> Supplied material
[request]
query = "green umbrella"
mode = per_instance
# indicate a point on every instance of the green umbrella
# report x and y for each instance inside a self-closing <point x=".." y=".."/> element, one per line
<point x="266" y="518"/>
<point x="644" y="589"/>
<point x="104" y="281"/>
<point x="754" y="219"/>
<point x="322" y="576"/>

> Your task
Print out all the material above, unaltered.

> Result
[request]
query = "green umbrella"
mode = per_instance
# indicate a point on every instance of the green umbrella
# report x and y for each instance inside a self-closing <point x=".." y=".."/> element, one per line
<point x="266" y="518"/>
<point x="644" y="589"/>
<point x="104" y="281"/>
<point x="754" y="219"/>
<point x="322" y="576"/>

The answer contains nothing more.